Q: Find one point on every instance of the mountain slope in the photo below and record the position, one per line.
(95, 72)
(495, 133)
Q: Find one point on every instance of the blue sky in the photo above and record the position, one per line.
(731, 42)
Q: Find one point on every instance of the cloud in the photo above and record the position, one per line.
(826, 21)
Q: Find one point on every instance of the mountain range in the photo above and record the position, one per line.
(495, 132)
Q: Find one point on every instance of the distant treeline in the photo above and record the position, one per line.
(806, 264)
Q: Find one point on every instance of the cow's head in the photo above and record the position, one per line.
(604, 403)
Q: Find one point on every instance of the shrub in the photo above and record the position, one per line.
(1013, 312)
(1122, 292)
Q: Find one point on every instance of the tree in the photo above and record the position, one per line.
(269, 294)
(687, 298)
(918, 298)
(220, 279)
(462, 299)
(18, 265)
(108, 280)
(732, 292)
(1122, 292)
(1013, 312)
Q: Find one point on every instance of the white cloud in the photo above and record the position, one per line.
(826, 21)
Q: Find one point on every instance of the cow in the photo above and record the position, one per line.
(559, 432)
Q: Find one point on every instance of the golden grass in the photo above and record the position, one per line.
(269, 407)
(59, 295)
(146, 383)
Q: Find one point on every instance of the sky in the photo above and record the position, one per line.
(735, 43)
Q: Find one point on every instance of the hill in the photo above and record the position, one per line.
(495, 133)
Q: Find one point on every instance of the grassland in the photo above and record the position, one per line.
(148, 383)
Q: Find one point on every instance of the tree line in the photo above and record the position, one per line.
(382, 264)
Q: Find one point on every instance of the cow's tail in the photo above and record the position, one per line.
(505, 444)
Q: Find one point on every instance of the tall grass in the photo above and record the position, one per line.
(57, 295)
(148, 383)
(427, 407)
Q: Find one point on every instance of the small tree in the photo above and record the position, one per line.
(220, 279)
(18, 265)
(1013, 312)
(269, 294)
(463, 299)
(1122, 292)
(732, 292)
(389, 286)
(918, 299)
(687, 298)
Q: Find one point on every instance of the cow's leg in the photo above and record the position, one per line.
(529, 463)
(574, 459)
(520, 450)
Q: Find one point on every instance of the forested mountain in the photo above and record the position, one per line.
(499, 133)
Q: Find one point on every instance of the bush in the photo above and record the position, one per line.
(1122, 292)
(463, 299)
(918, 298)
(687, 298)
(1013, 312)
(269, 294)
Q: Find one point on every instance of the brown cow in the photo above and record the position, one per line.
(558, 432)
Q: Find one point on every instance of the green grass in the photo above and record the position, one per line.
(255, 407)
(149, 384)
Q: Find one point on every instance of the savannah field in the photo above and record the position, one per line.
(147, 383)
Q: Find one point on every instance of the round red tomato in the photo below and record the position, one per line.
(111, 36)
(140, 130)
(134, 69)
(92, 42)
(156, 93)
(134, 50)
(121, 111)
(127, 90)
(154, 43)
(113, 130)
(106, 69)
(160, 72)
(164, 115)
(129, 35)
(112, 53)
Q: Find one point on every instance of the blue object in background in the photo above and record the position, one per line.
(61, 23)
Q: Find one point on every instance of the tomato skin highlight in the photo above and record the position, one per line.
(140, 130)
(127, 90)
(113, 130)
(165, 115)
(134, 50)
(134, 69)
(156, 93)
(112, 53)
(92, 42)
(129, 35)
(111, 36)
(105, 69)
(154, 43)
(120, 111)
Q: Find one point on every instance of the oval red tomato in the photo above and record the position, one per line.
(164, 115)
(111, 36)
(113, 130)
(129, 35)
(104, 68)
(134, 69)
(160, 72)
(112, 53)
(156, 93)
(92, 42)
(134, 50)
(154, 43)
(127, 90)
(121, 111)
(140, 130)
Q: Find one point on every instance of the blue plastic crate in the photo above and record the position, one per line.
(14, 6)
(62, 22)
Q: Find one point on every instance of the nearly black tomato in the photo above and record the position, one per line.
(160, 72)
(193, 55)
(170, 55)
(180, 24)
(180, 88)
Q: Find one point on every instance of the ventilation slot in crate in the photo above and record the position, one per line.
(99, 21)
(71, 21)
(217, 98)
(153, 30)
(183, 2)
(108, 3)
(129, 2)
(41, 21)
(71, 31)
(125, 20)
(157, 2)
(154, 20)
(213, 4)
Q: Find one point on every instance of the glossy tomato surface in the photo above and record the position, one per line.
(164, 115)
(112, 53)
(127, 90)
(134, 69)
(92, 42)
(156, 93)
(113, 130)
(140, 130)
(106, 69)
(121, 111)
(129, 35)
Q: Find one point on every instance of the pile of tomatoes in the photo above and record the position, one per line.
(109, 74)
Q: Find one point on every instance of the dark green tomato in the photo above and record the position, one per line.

----

* _PROBLEM STATEMENT_:
Restate every line of the data word for word.

* _CORRECT ANSWER_:
Q: Find one point on every instance of the mountain slope in the photo below and record the position, one per line.
(95, 72)
(495, 133)
Q: Find one point on every instance of the blue sky in the photo above and record the position, one per line.
(731, 42)
Q: Find one point on every instance of the cloud in the photo above and record the position, one per line.
(826, 21)
Q: Find one point on every instance of the mountain range in the photo above and record the position, one per line.
(495, 132)
Q: Find one point on every instance of the distant treeline in the photo above and record the position, one per line.
(806, 264)
Q: Find one point on every instance of the cow's head in the photo above and record the position, one per line.
(604, 403)
Q: Find one point on every instance of the shrub in the photo above and record the position, one per line.
(1013, 312)
(1122, 292)
Q: Find one point on every instance of the tree in the photo above and record the position, one per line.
(269, 294)
(687, 298)
(918, 298)
(220, 279)
(462, 299)
(18, 265)
(108, 280)
(732, 292)
(1122, 292)
(1013, 312)
Q: Find one point on every instance of the white cloud in the photo above and record the position, one per line.
(826, 21)
Q: Find one point on every instance of the cow in the photo above and record the position, one per line.
(559, 432)
Q: Find one point on every instance of the golden grass in the photo above and record the position, one per line.
(269, 407)
(59, 295)
(146, 383)
Q: Find one point on every instance of the sky in the photo above and record the position, one per line.
(735, 43)
Q: Find one point on every instance of the hill in the photo above and record the position, one per line.
(495, 133)
Q: Find one point on every instance of the grassland in the photo above and record the position, one per line.
(148, 383)
Q: Find one point on every instance of the tree line in the photo above and record the position, one per line.
(382, 264)
Q: Find one point on every instance of the cow's tail in the photo above and record the position, one per line.
(505, 444)
Q: Find one point on every instance of the tall grass in the photo above and record the position, one per line.
(57, 295)
(148, 383)
(427, 407)
Q: Find one point on every instance of the small tree in the photo above and record the position, one per line.
(220, 279)
(18, 265)
(1013, 312)
(269, 294)
(463, 299)
(1122, 292)
(732, 292)
(389, 286)
(918, 299)
(687, 298)
Q: Find one point on every instance of the cow's leg in the photo above and record the position, one per line.
(529, 463)
(574, 459)
(520, 450)
Q: Find one point on every instance of the forested mountain in the photo above and record the position, one per line.
(499, 133)
Q: Find one point on every instance of the bush in the photo above and record the position, one per line.
(1122, 292)
(463, 299)
(918, 298)
(687, 298)
(1013, 312)
(269, 294)
Q: Find one point on every instance of the brown cow in the photo above and record the position, one per line.
(558, 432)
Q: Find one point on every instance of the green grass in the photo above and record the position, one per line.
(255, 407)
(149, 384)
Q: Find one point on every instance of the savannah field in the photo above and record the position, one per line.
(147, 383)
Q: Find one point on every instance of the round red tomato in the photo below and record the position, one per line.
(111, 36)
(140, 130)
(134, 69)
(92, 42)
(156, 93)
(134, 50)
(121, 111)
(127, 90)
(154, 43)
(113, 130)
(106, 69)
(160, 72)
(164, 115)
(129, 35)
(112, 53)
Q: Find one point on every instance of the blue object in background in the photo above and record the position, one per line.
(61, 23)
Q: Find one point on every instance of the tomato skin highlight in the photo above and record the position, one per line.
(140, 130)
(127, 90)
(113, 130)
(165, 115)
(134, 50)
(134, 69)
(156, 93)
(112, 53)
(92, 42)
(129, 35)
(111, 36)
(105, 69)
(154, 43)
(120, 111)
Q: Find one point on every instance of the oval red tomato in the photo above and record the position, one per line.
(164, 115)
(111, 36)
(113, 130)
(129, 35)
(104, 68)
(134, 69)
(160, 72)
(112, 53)
(156, 93)
(92, 42)
(134, 50)
(154, 43)
(127, 90)
(121, 111)
(140, 130)
Q: Find one point on every instance of the blue plastic crate in the photo above and record the position, one per line.
(14, 6)
(62, 22)
Q: Find one point on every instance of the nearly black tomato in the photo above and record the position, one per line.
(160, 72)
(193, 55)
(170, 55)
(180, 24)
(180, 88)
Q: Find one point on every instance of the ventilation slot in crate in the photo above and record the position, one per line.
(99, 21)
(71, 21)
(217, 98)
(153, 30)
(183, 2)
(108, 3)
(129, 2)
(41, 21)
(71, 31)
(125, 20)
(157, 2)
(154, 20)
(213, 4)
Q: Find one point on every instance of the glossy tomato surface in the photo above and record the position, one per line.
(164, 115)
(112, 53)
(127, 90)
(134, 69)
(92, 42)
(156, 93)
(113, 130)
(140, 130)
(106, 69)
(121, 111)
(129, 35)
Q: Find one point on every instance of the pile of tomatoes in the photo above and record the position, one per line.
(109, 74)
Q: Find one point on every instance of the dark green tomato in the photo above and record the position, one per line.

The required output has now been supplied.